__EXERCISE BRIEF__
Render the listing below as a numbered list, omitting blank lines and leaving out the pictures.

· · · ·

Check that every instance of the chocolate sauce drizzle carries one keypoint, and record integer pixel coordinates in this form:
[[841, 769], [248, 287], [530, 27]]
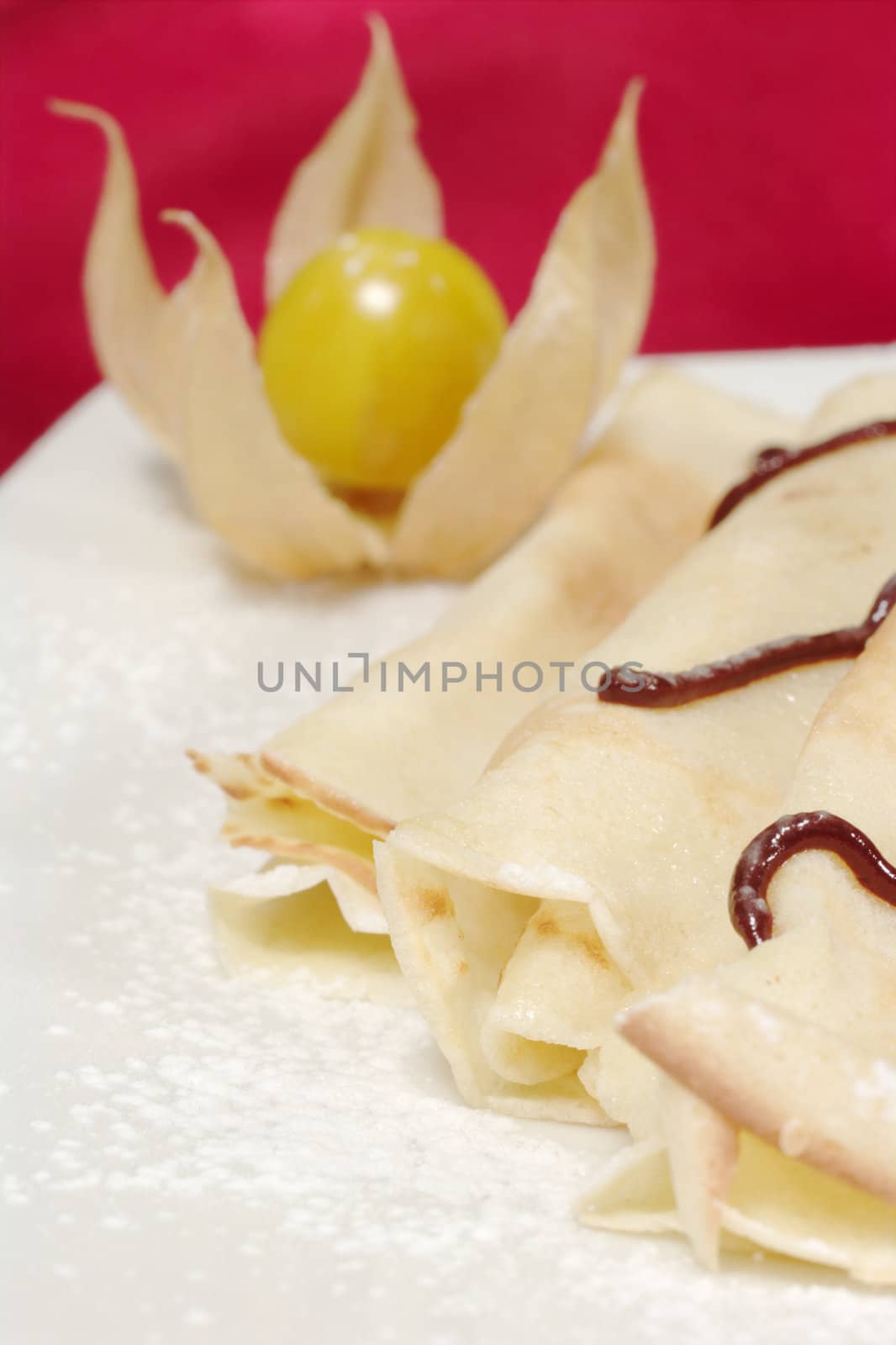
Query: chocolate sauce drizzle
[[767, 852], [662, 690], [772, 462]]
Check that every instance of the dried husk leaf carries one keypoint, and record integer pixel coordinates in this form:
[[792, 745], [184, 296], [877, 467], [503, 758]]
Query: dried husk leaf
[[139, 331], [619, 522], [245, 482], [522, 427], [595, 798], [366, 171]]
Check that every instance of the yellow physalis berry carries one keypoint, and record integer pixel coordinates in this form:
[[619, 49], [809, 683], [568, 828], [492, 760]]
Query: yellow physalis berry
[[373, 349]]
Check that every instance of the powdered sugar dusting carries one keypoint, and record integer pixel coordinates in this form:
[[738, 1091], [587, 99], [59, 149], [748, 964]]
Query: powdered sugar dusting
[[183, 1154]]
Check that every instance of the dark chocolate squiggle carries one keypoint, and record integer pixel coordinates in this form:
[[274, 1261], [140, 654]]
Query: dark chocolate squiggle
[[772, 462], [767, 852], [662, 690]]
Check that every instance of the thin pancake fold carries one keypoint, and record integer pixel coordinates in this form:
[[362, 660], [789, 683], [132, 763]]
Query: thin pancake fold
[[620, 521], [640, 815], [793, 1046]]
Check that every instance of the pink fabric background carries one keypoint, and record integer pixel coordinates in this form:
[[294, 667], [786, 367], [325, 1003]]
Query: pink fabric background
[[768, 136]]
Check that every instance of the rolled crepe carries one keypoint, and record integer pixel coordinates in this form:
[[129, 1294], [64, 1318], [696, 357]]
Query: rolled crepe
[[319, 793], [598, 841], [777, 1116]]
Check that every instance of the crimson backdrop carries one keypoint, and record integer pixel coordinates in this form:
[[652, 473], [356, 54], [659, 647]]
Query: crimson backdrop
[[768, 136]]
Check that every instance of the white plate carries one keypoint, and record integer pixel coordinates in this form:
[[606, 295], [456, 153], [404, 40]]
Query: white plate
[[188, 1158]]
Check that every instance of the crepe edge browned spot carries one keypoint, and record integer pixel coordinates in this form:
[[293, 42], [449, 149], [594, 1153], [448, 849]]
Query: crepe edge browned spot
[[683, 1060], [308, 852], [329, 800]]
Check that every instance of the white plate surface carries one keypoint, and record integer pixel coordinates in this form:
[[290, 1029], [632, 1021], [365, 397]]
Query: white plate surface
[[187, 1158]]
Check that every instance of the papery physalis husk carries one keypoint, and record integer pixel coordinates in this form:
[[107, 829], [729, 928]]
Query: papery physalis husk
[[519, 434], [366, 171]]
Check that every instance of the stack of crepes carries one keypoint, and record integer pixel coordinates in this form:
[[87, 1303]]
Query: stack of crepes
[[553, 874]]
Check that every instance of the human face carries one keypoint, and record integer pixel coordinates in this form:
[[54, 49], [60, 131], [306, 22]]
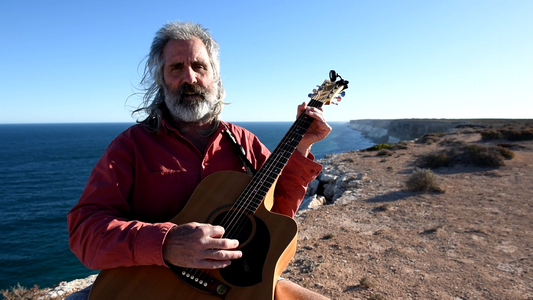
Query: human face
[[190, 92], [187, 62]]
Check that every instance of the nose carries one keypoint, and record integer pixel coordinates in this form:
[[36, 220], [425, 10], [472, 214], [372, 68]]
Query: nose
[[190, 76]]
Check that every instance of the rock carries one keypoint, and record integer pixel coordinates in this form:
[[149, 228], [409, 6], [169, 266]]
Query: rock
[[313, 202]]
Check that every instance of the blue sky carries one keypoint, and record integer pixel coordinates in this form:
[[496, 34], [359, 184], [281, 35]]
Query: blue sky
[[80, 61]]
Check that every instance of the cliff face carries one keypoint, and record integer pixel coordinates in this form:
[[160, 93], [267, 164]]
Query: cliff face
[[393, 131]]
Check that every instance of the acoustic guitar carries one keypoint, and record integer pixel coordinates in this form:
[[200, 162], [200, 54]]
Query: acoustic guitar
[[241, 204]]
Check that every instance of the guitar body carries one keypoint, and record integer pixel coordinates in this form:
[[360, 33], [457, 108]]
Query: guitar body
[[268, 243]]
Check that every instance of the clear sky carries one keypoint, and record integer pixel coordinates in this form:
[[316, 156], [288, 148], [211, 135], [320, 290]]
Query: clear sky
[[79, 61]]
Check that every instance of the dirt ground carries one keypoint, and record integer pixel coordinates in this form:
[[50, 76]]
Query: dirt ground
[[475, 241]]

· · · ·

__EXERCISE ANSWER__
1. Check that every instance of the chocolate sauce drizzle carries one keypoint, and record integer pixel coordinates in this form:
2. [[841, 769], [248, 287], [530, 27]]
3. Query: chocolate sauce drizzle
4. [[767, 852], [662, 690], [772, 462]]
5. Check that every instance of the dried husk leaf carries one keypoint, and record integer pixel coordinates in this form:
6. [[792, 745], [184, 296], [877, 467], [503, 758]]
7. Query: dried husk leaf
8. [[139, 331], [619, 522], [245, 482], [522, 427], [595, 798], [366, 171]]
9. Check that every instance of the yellow physalis berry carries one keypoint, and record integer pixel coordinates in this form:
10. [[619, 49], [809, 683], [568, 828], [492, 760]]
11. Query: yellow physalis berry
12. [[373, 349]]
13. Check that every instance of the powdered sugar dusting carries one keypoint, and record integer pixel coordinates in this form:
14. [[738, 1091], [587, 99], [59, 149], [748, 964]]
15. Query: powdered sugar dusting
16. [[183, 1154]]
17. Check that every instance of the dark chocolate squiggle carries one keypoint, and record integer pixel coordinates in this form:
18. [[274, 1261], [140, 654]]
19. Query: dark chocolate squiggle
20. [[772, 462], [767, 852], [662, 690]]
21. Check that every instance of the thin pancake fold carries one keypoint, and record integer pixel coordinates in this form:
22. [[362, 660], [789, 683], [132, 763]]
23. Query: thin pancake fold
24. [[620, 521], [640, 815], [793, 1046]]
25. Check that every instance of the pink fabric background carries one keypoint, and record integer pixel coordinates in this form:
26. [[294, 667], [786, 367], [325, 1003]]
27. Query: pink fabric background
28. [[768, 136]]
29. Check that every instance of the rolled crepe carries one keypoint, and record integer pixel coordinates in this form:
30. [[129, 1294], [64, 1318], [696, 357]]
31. Query: rolled crepe
32. [[319, 793], [598, 841], [777, 1116]]
33. Check that every instance of the crimson backdrop carries one keypoint, and record integer pixel coordinates in this form:
34. [[652, 473], [356, 54], [659, 647]]
35. Query: crimson backdrop
36. [[768, 136]]
37. Check that every instance of the white plate carries one keypoint, and record integer pixel coordinates in this form:
38. [[606, 295], [456, 153], [404, 40]]
39. Query: white plate
40. [[188, 1158]]
41. Check that every instance of the crepe edge browned spot carries one keypoint, and record integer pixel coordinates in this form:
42. [[293, 42], [449, 149], [594, 1153], [448, 849]]
43. Query: crepe edge browned spot
44. [[683, 1060], [308, 852], [329, 800]]
45. Check that every instance of the white plate surface carries one keypoint, and record integer pixel coordinates in this form:
46. [[290, 1029], [632, 1021], [365, 397]]
47. Query: white plate surface
48. [[187, 1158]]
49. Check that every instance of the papery physalis husk carries one keypoint, and record integer pixel coordinates in this form:
50. [[107, 829], [729, 928]]
51. Query: papery physalis husk
52. [[519, 434], [366, 171]]
53. Check that every instance of the stack of crepes carries one keypoint, and record integer pixel coordinates in this form:
54. [[87, 1303]]
55. Query: stack of crepes
56. [[553, 874]]
57. Check that every instance of the human face carries one keypoint, and record integer pixel coordinates in this form:
58. [[54, 49], [60, 131], [306, 22]]
59. Query: human face
60. [[190, 92], [187, 62]]
61. Check that every instance of the nose carries one keypoint, and record integer pixel coordinates in this form:
62. [[36, 220], [425, 10], [472, 214], [372, 68]]
63. Query: nose
64. [[190, 76]]
65. Check that every instance of the rock carries one keypoint, and record integer pixel coordinates in this form:
66. [[149, 228], [409, 6], [169, 266]]
67. Query: rock
68. [[313, 202]]
69. Check that every instance of the blue sky carries one keypoint, and record integer pixel coordinates in this form:
70. [[496, 34], [359, 184], [281, 35]]
71. Query: blue sky
72. [[80, 61]]
73. Check that every instance of the cliff face carries one keypoint, and record integer pixel coordinates in this form:
74. [[160, 93], [267, 164]]
75. Query: cliff face
76. [[393, 131]]
77. Check that every instance of the acoustic guitar carries one keypoint, and record integer pixel coordinates in this form:
78. [[200, 162], [200, 54]]
79. Query: acoustic guitar
80. [[241, 204]]
81. Check that every instance of the guitar body carries one keypoint, and record integer pixel coordinates in this form:
82. [[360, 33], [457, 108]]
83. Query: guitar body
84. [[268, 243]]
85. Check that every instance of the clear sky carries one keypoint, and record integer pixel coordinates in this form:
86. [[316, 156], [288, 148], [211, 135], [320, 290]]
87. Query: clear sky
88. [[79, 61]]
89. Check that every instance of the dirt ground carries one keypoint, and record integer pixel coordinates in this form:
90. [[50, 76]]
91. Query: dirt ground
92. [[475, 241]]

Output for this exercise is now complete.